ASSIGNMENT
Output the whole listing below. Keep it exact.

RAW DATA
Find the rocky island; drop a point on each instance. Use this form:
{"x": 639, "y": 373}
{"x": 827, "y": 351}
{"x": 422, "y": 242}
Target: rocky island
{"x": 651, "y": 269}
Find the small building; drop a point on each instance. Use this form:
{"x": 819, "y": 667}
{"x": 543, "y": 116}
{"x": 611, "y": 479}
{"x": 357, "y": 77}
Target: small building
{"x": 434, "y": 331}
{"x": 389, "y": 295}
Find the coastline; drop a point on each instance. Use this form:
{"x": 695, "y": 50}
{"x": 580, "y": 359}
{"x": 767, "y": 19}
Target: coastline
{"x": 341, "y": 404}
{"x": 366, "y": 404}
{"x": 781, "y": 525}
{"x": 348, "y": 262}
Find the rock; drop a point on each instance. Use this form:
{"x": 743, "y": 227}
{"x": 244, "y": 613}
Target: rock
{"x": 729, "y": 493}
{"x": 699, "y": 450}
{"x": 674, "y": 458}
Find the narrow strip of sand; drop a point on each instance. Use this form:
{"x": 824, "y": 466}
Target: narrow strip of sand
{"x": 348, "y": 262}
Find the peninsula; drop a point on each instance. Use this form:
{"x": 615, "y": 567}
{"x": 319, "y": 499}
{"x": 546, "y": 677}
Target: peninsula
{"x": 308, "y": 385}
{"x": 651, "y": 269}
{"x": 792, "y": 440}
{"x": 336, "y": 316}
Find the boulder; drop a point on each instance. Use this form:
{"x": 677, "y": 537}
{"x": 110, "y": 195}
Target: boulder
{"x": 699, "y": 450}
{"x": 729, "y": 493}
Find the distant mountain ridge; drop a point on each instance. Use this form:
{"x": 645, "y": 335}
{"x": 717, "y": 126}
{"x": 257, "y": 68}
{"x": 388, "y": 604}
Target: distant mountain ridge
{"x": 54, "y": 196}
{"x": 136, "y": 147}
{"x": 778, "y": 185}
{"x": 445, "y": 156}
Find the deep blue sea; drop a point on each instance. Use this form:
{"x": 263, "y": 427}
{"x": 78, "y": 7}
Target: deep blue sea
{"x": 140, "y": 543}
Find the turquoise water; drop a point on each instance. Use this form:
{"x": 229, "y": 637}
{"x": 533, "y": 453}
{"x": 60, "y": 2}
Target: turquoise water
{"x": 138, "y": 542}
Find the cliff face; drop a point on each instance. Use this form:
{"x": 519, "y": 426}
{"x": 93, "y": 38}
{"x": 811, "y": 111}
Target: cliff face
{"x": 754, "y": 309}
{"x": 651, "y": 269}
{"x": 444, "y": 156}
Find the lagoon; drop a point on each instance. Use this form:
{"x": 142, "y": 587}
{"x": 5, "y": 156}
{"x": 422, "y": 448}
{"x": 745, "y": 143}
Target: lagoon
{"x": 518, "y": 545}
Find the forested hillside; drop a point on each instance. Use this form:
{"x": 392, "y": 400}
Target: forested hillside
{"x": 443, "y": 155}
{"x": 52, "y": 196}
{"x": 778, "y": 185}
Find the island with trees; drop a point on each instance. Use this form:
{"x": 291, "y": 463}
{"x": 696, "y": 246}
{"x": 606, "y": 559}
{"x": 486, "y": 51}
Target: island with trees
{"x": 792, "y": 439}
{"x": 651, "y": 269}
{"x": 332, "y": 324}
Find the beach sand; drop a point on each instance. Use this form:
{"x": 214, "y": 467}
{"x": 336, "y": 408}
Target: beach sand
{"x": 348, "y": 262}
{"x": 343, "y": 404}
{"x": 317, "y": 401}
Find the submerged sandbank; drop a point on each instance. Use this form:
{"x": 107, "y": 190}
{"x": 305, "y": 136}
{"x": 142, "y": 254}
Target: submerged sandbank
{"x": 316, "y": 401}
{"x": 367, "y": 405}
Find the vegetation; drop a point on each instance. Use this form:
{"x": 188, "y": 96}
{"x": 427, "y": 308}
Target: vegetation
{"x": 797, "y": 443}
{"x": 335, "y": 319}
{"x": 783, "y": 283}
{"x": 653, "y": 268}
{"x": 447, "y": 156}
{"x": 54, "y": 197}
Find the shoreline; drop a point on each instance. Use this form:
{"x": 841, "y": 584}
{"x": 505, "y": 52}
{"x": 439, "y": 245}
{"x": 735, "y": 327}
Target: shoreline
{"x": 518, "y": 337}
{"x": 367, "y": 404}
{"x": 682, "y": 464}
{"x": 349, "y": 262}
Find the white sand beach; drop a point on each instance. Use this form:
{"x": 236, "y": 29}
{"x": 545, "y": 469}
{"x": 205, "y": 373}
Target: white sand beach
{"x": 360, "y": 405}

RESPONSE
Find the rocky island; drop a point on each instance. Use this form:
{"x": 639, "y": 373}
{"x": 827, "y": 351}
{"x": 422, "y": 242}
Target: rocky island
{"x": 651, "y": 269}
Find the small building; drop a point on each instance. Use this form:
{"x": 819, "y": 667}
{"x": 543, "y": 116}
{"x": 611, "y": 479}
{"x": 357, "y": 77}
Target: small building
{"x": 434, "y": 331}
{"x": 389, "y": 295}
Find the coastline; drop a point on each instance. Use this form:
{"x": 695, "y": 50}
{"x": 580, "y": 359}
{"x": 767, "y": 19}
Target: coastline
{"x": 341, "y": 404}
{"x": 366, "y": 404}
{"x": 781, "y": 525}
{"x": 348, "y": 262}
Find the rock; drop a point on each instance. Use this form:
{"x": 743, "y": 227}
{"x": 244, "y": 613}
Target: rock
{"x": 729, "y": 493}
{"x": 699, "y": 450}
{"x": 674, "y": 458}
Find the narrow strip of sand; drop a point on each instance. Use this form:
{"x": 824, "y": 466}
Target: narrow strip of sand
{"x": 348, "y": 262}
Find the peninsula; drop a point on each instance. Use this form:
{"x": 615, "y": 567}
{"x": 319, "y": 499}
{"x": 546, "y": 677}
Target: peninsula
{"x": 308, "y": 385}
{"x": 651, "y": 269}
{"x": 792, "y": 440}
{"x": 336, "y": 316}
Find the boulder; drop a point on each instance. Use this form:
{"x": 677, "y": 537}
{"x": 110, "y": 195}
Target: boulder
{"x": 699, "y": 450}
{"x": 729, "y": 493}
Find the distant mountain ridge; drop a point on each instance. Use this form:
{"x": 645, "y": 335}
{"x": 717, "y": 126}
{"x": 257, "y": 68}
{"x": 388, "y": 604}
Target: distant mountain ridge
{"x": 54, "y": 196}
{"x": 136, "y": 147}
{"x": 778, "y": 185}
{"x": 445, "y": 156}
Find the deep blue sea; drop a point on each instance. Use this form:
{"x": 263, "y": 427}
{"x": 78, "y": 7}
Target: deep blue sea
{"x": 140, "y": 543}
Find the turquoise water; drop a point on each instance. Use this form:
{"x": 229, "y": 637}
{"x": 533, "y": 453}
{"x": 60, "y": 2}
Target: turquoise water
{"x": 138, "y": 542}
Find the cliff face; drop a point on each instance. Use this form:
{"x": 519, "y": 426}
{"x": 93, "y": 38}
{"x": 811, "y": 111}
Target: cliff face
{"x": 754, "y": 309}
{"x": 651, "y": 269}
{"x": 444, "y": 156}
Find the lagoon; drop a point on each instance. Use this form:
{"x": 142, "y": 587}
{"x": 5, "y": 156}
{"x": 422, "y": 448}
{"x": 745, "y": 143}
Target: lagoon
{"x": 518, "y": 545}
Find the forested hillside; drop a point on each instance. Use this form:
{"x": 392, "y": 400}
Target: forested hillside
{"x": 443, "y": 155}
{"x": 52, "y": 196}
{"x": 778, "y": 185}
Find the island with trees; drop a point on each instance. Use this form:
{"x": 291, "y": 463}
{"x": 696, "y": 246}
{"x": 606, "y": 559}
{"x": 486, "y": 51}
Target: island with trees
{"x": 792, "y": 439}
{"x": 651, "y": 269}
{"x": 332, "y": 324}
Find the beach sand; drop a point on each instance. Use this form:
{"x": 214, "y": 467}
{"x": 336, "y": 408}
Target: beach sand
{"x": 348, "y": 262}
{"x": 343, "y": 404}
{"x": 317, "y": 401}
Find the submerged sandbank; drop a point on each instance. Use this form:
{"x": 107, "y": 190}
{"x": 305, "y": 136}
{"x": 142, "y": 254}
Target: submerged sandbank
{"x": 316, "y": 401}
{"x": 367, "y": 405}
Find the vegetation; drop a point on each instance. Use this form:
{"x": 188, "y": 96}
{"x": 427, "y": 308}
Target: vegetation
{"x": 797, "y": 443}
{"x": 335, "y": 319}
{"x": 783, "y": 283}
{"x": 653, "y": 268}
{"x": 447, "y": 156}
{"x": 54, "y": 197}
Find the shoreline; drop a point on each instance. Use this form:
{"x": 841, "y": 584}
{"x": 505, "y": 52}
{"x": 439, "y": 245}
{"x": 735, "y": 327}
Target: shoreline
{"x": 518, "y": 337}
{"x": 367, "y": 404}
{"x": 682, "y": 464}
{"x": 349, "y": 262}
Find the white sand beach; drop a point on each instance. Use this form:
{"x": 236, "y": 29}
{"x": 545, "y": 469}
{"x": 205, "y": 373}
Target: white sand beach
{"x": 360, "y": 405}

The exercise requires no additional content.